§ **What you have to do**
Emit the data below verbatim, stripping out any pictures.

§ **Position annotation records**

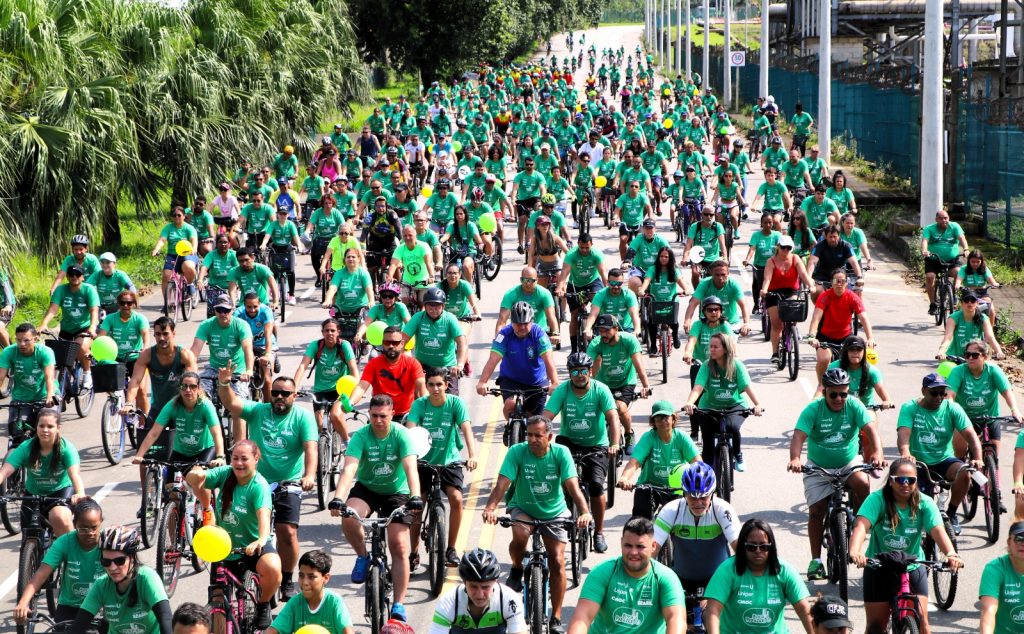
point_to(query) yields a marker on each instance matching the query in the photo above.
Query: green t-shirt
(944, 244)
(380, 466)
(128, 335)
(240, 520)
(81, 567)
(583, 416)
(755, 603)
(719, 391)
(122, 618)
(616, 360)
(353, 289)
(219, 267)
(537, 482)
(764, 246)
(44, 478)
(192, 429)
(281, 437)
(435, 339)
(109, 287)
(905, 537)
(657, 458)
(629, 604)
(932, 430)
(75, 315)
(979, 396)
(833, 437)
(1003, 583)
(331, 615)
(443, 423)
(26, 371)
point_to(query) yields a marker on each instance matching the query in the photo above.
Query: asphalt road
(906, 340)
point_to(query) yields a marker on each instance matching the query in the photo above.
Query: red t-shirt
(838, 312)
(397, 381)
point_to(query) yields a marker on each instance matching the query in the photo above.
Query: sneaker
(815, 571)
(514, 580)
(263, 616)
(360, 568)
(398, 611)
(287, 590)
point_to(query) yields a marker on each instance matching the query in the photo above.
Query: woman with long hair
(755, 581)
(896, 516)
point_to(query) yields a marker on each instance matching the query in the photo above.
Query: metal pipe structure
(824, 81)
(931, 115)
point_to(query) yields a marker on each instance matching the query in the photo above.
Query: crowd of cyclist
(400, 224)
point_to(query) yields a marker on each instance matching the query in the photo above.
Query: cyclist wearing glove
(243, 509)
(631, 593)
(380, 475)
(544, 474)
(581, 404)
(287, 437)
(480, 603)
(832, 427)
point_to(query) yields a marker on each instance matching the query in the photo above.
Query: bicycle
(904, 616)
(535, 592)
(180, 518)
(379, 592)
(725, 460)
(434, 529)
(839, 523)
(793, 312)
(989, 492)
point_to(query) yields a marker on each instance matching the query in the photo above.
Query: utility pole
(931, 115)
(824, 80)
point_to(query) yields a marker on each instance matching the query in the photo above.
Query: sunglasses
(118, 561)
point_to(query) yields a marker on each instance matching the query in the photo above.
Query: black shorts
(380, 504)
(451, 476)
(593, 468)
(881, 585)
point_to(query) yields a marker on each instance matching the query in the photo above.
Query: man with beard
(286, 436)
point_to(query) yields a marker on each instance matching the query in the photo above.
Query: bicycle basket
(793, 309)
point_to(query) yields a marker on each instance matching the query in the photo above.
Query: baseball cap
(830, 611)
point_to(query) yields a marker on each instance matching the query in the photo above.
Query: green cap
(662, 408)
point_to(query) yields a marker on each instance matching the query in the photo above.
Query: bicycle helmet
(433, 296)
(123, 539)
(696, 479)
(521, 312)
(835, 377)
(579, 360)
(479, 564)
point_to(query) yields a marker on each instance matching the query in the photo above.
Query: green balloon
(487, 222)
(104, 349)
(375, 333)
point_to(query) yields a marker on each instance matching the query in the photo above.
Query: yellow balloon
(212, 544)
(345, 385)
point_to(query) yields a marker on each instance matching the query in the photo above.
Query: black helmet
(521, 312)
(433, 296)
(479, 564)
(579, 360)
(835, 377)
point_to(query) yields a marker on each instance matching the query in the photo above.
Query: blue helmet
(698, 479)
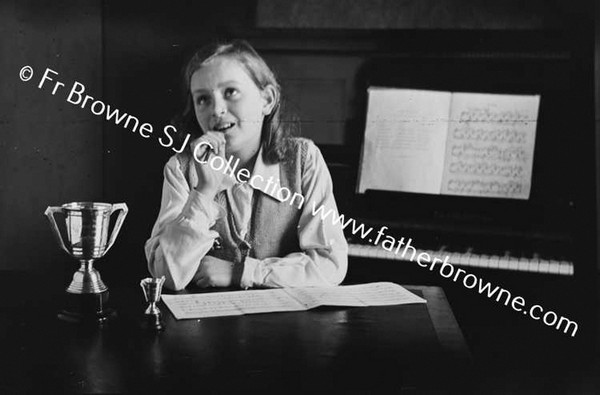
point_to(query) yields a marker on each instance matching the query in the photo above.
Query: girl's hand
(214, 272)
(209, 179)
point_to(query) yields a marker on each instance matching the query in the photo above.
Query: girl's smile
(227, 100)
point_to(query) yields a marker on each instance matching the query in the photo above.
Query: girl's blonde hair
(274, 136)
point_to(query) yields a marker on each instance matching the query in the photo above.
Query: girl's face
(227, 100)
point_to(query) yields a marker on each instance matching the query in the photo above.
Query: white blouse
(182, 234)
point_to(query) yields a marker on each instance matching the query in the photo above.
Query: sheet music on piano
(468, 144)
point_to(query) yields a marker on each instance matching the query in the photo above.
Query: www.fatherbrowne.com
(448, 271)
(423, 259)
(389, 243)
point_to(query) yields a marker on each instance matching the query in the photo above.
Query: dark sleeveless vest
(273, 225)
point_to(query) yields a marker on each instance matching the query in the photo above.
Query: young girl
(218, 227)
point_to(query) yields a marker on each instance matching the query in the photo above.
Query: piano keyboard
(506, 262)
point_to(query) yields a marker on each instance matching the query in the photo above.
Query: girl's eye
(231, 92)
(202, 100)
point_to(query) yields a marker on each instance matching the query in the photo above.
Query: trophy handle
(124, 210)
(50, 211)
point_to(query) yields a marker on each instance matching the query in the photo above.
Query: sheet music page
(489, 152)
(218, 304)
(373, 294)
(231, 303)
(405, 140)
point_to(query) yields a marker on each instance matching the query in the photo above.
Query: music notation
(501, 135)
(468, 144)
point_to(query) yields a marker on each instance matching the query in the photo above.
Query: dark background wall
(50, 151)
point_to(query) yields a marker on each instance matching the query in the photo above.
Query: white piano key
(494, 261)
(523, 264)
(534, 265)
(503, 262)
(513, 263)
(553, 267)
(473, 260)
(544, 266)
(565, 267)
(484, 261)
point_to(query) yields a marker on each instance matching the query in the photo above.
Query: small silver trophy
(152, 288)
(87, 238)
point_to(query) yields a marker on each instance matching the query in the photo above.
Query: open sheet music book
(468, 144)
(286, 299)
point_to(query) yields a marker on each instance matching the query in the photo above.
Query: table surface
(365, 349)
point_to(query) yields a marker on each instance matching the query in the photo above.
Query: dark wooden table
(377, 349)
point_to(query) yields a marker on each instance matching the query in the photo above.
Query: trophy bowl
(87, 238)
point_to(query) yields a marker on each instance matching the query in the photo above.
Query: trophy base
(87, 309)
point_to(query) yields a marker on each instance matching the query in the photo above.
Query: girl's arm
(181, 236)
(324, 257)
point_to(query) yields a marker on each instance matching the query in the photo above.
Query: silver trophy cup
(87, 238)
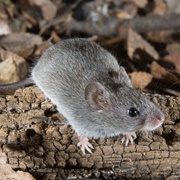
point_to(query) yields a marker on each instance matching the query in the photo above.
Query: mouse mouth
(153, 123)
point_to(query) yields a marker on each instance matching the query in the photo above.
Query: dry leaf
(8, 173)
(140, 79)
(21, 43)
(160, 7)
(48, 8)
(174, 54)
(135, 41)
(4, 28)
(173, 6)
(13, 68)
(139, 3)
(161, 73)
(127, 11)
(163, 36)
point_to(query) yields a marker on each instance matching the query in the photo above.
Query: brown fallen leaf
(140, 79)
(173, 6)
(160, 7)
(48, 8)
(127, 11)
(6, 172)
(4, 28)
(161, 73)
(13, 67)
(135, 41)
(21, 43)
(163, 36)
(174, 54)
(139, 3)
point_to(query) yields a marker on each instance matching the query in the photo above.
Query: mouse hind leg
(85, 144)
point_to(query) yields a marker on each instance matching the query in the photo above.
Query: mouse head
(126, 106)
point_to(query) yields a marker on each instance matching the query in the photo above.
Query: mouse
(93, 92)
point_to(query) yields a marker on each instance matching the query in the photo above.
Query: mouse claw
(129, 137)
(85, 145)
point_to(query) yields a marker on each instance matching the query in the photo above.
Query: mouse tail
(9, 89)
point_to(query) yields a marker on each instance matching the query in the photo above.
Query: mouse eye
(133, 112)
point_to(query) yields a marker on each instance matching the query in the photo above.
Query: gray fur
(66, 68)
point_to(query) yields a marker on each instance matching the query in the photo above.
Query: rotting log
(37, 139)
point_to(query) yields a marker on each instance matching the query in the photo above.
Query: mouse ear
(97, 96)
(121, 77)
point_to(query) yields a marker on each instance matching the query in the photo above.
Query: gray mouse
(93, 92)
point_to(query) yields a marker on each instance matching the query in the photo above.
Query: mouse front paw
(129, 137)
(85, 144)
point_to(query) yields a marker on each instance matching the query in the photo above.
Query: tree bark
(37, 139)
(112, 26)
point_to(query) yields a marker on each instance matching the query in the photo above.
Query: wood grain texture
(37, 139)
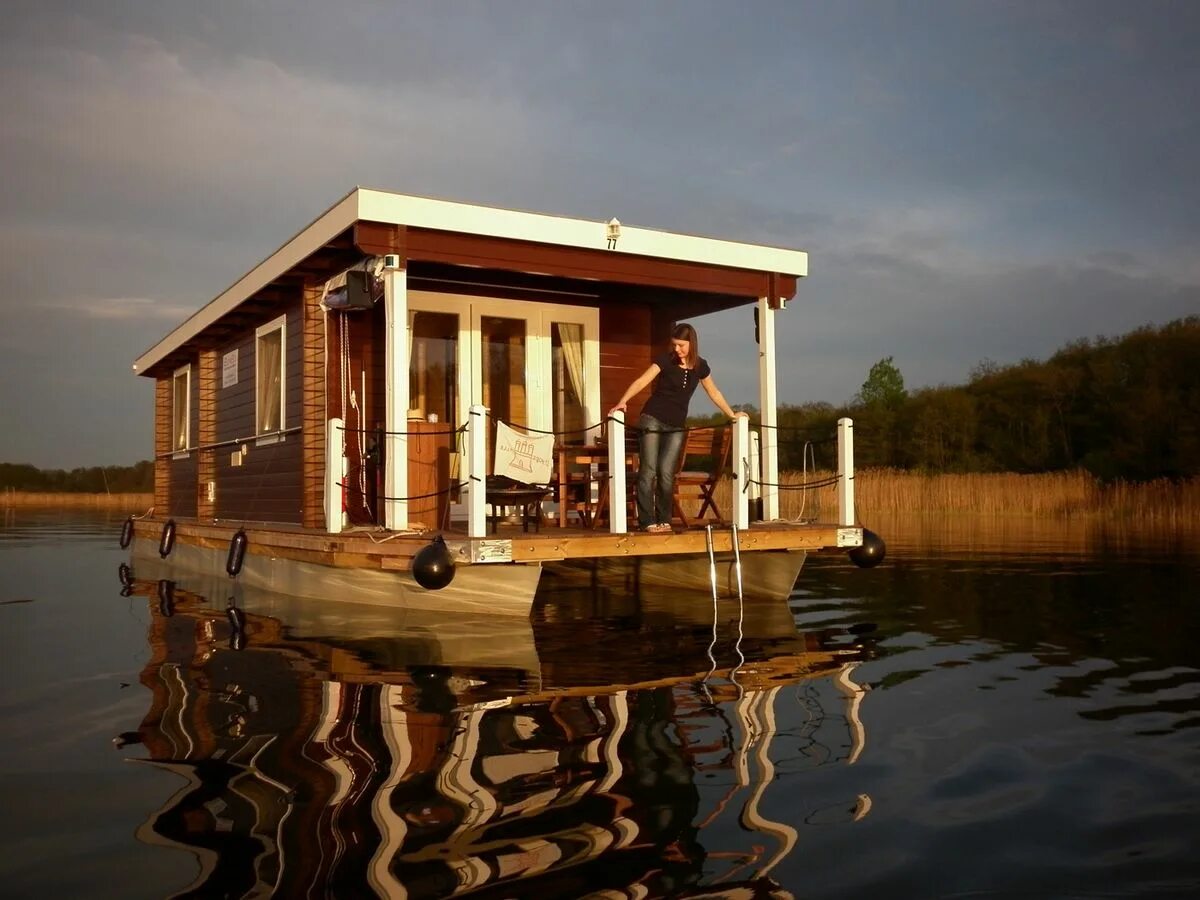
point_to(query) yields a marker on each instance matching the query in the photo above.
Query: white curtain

§ **Exercise answer**
point_to(query) yields a marker on each instance matching the query in the photo above.
Query: green t-shirt
(944, 244)
(380, 466)
(128, 335)
(240, 520)
(81, 567)
(583, 416)
(755, 603)
(719, 391)
(122, 618)
(616, 360)
(353, 289)
(219, 267)
(537, 482)
(764, 246)
(44, 478)
(192, 429)
(281, 437)
(435, 339)
(109, 287)
(905, 537)
(657, 458)
(629, 604)
(932, 430)
(75, 315)
(979, 396)
(833, 437)
(1003, 583)
(331, 615)
(443, 423)
(26, 371)
point_to(query) yields a marker on each instance matching the query in the photo above.
Query: asphalt road
(906, 340)
point_to(query) yields a marker on each instance matching the query in the photo above.
Query: red t-shirt
(838, 312)
(397, 381)
point_to(query) yields a marker on each instance matching the query in the photo above.
Query: sneaker
(815, 571)
(514, 580)
(263, 616)
(360, 568)
(398, 611)
(287, 590)
point_to(query) yields a marker on each instance matching the query in the photo above.
Query: woman with long hair
(755, 581)
(896, 516)
point_to(query) yields a marker on each instance matching the query in the photo above.
Query: metal pipe structure
(824, 81)
(931, 115)
point_to(query) yields a marker on each instance matching the query in the photo above.
Query: crowd of cyclist
(400, 224)
point_to(query) yields a marker on each instance matching the query in the photo above.
Query: cyclist wearing glove
(243, 509)
(631, 593)
(380, 475)
(544, 474)
(581, 404)
(287, 437)
(480, 603)
(832, 427)
point_to(query) yields a marker on each instance matching the query in the photo above.
Query: bicycle
(904, 616)
(535, 592)
(180, 518)
(379, 592)
(725, 460)
(434, 529)
(839, 523)
(793, 312)
(989, 492)
point_to(query) yields a marker on each instance matching the query in the photo above.
Query: utility pole
(931, 115)
(824, 80)
point_to(query) yields a marker on each instance matching the query in the photo above.
Query: sunglasses
(118, 561)
point_to(query) yields a marker on each instance matching the query in the photo above.
Query: black shorts
(380, 504)
(451, 476)
(593, 468)
(881, 585)
point_to(query) yields a marker on each instance matching the query in the photo above.
Query: man with beard
(286, 436)
point_to(query) yields a marker on each instance matching the query in the photo above.
Query: bicycle basket
(793, 309)
point_to(query) yields a marker on each instance matching the query in the photo above.
Query: baseball cap
(830, 611)
point_to(query) yields a marker on each instance matching the query in the photo above.
Query: green cap
(662, 408)
point_to(query) yields a marker on each instance matching the query in the photo above.
Query: bicycle helmet
(433, 296)
(123, 539)
(696, 479)
(521, 312)
(835, 377)
(579, 360)
(479, 564)
point_to(query) yields a marker on each instance matching the query in the photo above.
Query: green balloon
(487, 222)
(104, 349)
(375, 333)
point_to(query) yields a marker on each instance matching the query in the photo above.
Query: yellow balloon
(212, 544)
(345, 385)
point_to(query) yields a marker on each instance matching the query in the photo above.
Query: black helmet
(521, 312)
(433, 296)
(479, 564)
(579, 360)
(835, 377)
point_to(query) yields a marker on each instance matching the query in the photo above.
Query: blue helmet
(698, 479)
point_to(query) yields a marker on each instance matching the query in the photo above.
Query: girl's hand
(214, 272)
(209, 179)
point_to(query) yields a marker on each instance matching the query in the photo above.
Query: girl's smile
(227, 100)
point_to(query) yields a marker on each instance matching the query in the photo above.
Query: girl's blonde hair
(274, 136)
point_to(query) yields a marker on each instance matching the query in the photo above.
Query: girl's face
(227, 100)
point_to(query) yields a marker on each instance matching the query in the photo above.
Query: white blouse
(182, 234)
point_to(query) yields a marker on each instance matching the query in the photo above.
Query: sheet music on piano
(468, 144)
point_to(query) yields a marker on each instance matching the query in the photo above.
Query: www.fatherbrowne.com
(448, 271)
(423, 259)
(389, 243)
point_to(query) yields a marker on each instance matching the query in the photo above.
Query: dark sleeveless vest
(273, 225)
point_to(query) yields a marker on each instance matching the query in the photo above.
Query: young girl
(218, 227)
point_to(query) yields a marker on each instance matching the query in the photo above.
Query: piano keyboard
(506, 262)
point_to(query) yields a marker on each instance matching the query in the photo above.
Query: girl's eye
(231, 92)
(202, 100)
point_to(query) yields a marker on each instance matching the query in the photo above.
Query: trophy handle
(124, 210)
(50, 211)
point_to(query) yields a marker on each instance matching the query in the photo above.
Query: sheet music page
(489, 152)
(218, 304)
(373, 294)
(231, 303)
(405, 140)
point_to(query) yields a marker on each instance matching the query in the photo above.
Query: music notation
(501, 135)
(468, 144)
point_to(query) yields a marker on each instance matching the query in the photo above.
Query: dark background wall
(50, 151)
point_to(query) yields a marker on each instance matching the query in the photo above.
Query: white piano key
(494, 261)
(523, 264)
(534, 265)
(503, 262)
(513, 263)
(553, 267)
(473, 260)
(544, 266)
(565, 267)
(484, 261)
point_to(query) yields a marker on each instance matching the query in the photo above.
Query: small silver trophy
(152, 288)
(87, 238)
point_to(query) yields a marker on each instance matching the query in the photo above.
Query: open sheet music book
(468, 144)
(286, 299)
point_to(query) yields a marker on each instance matching the query in the photo above.
Query: table surface
(365, 349)
point_to(query) yields a marker on each instance matching the query in the photo above.
Query: dark wooden table
(377, 349)
point_to(query) yields a marker on each instance matching the query in the photo above.
Query: trophy bowl
(87, 238)
point_to(query) yields a marker on each instance matching the query in the photo above.
Query: trophy base
(87, 309)
point_to(query) yields a marker on each instance matching the query in the photo above.
Query: girl's arm
(181, 236)
(324, 257)
point_to(query) yields a marker on each instance matching the query in the photo above.
Query: silver trophy cup
(87, 238)
point_to(query) yields a marker on each instance matching the query in the photo above.
Query: mouse mouth
(153, 123)
point_to(query) yields a marker on each instance matching the query in the photo above.
Query: dry leaf
(8, 173)
(140, 79)
(21, 43)
(160, 7)
(48, 8)
(174, 54)
(135, 41)
(4, 28)
(173, 6)
(13, 68)
(139, 3)
(161, 73)
(127, 11)
(163, 36)
point_to(query) yields a marker on each instance matching the query in the photo above.
Query: brown fallen leaf
(140, 79)
(173, 6)
(160, 7)
(48, 8)
(127, 11)
(6, 172)
(4, 28)
(161, 73)
(13, 67)
(135, 41)
(21, 43)
(163, 36)
(174, 54)
(139, 3)
point_to(query) yields a marker on each instance matching the query in the photo above.
Query: mouse hind leg
(85, 144)
point_to(query) yields a marker on each instance matching the query in the photo above.
Query: mouse head
(126, 106)
point_to(query) yields a marker on each instance matching the query in the photo above.
Query: mouse
(93, 92)
point_to(query) yields a marker on each instance matching the query in the photo above.
Query: mouse claw
(129, 137)
(85, 145)
point_to(query) yields a marker on each instance matching the query in the photo above.
Query: mouse tail
(9, 89)
point_to(query) yields a marker on each instance matching the query in the photo above.
Query: mouse eye
(133, 112)
point_to(query) yields a marker on each instance matching the query in the photo above.
Query: gray fur
(66, 68)
point_to(query) yields a marker on each instance matching the query in the photo above.
Query: rotting log
(37, 139)
point_to(query) yields a marker on each instance matching the query in the photo above.
Query: mouse ear
(97, 96)
(121, 77)
point_to(query) yields a marker on each instance matching the query in the photo above.
Query: gray mouse
(93, 92)
point_to(query) yields a marker on each instance matching the query in the photo above.
Query: mouse front paw
(129, 137)
(85, 144)
point_to(query) yields a marker on each instance matching the query in the photo above.
Query: tree bark
(37, 139)
(112, 26)
point_to(query) yields a marker on each instance matching the query in the photo above.
Query: wood grain texture
(37, 139)
point_to(query) yields a marker on each instance matching the query in the photo above.
Query: white curtain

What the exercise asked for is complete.